__Aim of the task__
Report all lines in the records that hold the string "using".

____ Provided material

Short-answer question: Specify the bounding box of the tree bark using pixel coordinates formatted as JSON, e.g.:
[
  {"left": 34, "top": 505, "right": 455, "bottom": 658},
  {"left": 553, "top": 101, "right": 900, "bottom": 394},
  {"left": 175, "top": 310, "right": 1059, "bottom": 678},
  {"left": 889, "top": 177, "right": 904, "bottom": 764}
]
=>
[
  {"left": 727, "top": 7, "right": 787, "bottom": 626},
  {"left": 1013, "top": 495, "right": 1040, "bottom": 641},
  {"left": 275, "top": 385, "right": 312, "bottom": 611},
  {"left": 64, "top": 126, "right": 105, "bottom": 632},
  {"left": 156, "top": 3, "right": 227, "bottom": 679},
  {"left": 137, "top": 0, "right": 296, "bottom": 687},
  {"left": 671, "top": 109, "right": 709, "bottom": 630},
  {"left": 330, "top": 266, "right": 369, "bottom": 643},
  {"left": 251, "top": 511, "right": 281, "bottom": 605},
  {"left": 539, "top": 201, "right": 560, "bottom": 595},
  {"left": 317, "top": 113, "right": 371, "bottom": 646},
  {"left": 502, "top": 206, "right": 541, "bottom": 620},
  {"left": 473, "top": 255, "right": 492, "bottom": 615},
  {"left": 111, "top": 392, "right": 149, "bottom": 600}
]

________
____ Provided material

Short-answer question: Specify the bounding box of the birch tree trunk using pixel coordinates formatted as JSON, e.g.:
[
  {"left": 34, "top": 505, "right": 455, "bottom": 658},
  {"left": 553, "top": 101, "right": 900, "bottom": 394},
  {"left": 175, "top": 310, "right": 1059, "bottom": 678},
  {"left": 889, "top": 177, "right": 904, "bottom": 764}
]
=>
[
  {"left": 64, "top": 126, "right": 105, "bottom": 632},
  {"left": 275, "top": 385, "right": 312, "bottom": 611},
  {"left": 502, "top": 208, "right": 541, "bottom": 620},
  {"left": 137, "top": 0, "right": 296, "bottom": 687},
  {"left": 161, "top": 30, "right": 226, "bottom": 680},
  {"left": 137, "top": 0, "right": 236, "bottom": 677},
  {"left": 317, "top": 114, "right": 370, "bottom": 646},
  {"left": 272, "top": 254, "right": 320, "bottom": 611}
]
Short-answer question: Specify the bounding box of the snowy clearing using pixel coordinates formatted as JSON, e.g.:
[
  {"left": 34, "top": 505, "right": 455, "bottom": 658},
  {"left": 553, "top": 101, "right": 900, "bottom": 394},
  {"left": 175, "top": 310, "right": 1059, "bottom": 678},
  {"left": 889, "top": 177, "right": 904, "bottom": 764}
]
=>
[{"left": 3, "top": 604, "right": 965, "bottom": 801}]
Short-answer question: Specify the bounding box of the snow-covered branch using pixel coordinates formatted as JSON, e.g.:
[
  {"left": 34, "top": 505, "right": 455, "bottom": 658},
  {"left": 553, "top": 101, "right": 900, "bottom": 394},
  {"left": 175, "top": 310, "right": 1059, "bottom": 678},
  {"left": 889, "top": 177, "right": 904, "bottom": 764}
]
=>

________

__Result of this task__
Short-answer question: Specify the bounding box of the tree bark using pixel coordinates formatted as JSON, e.g.:
Short-answer question: Specify the bounding box of the birch tree trunk using pixel coordinates formatted as JSON, e.g.:
Short-answer question: Specify the bounding box of the snowy clearing using pixel coordinates formatted as JSON, e.g.:
Short-answer question: Specify the bounding box of the snow-covered branch using pixel coordinates formatted as JSON, e.g.:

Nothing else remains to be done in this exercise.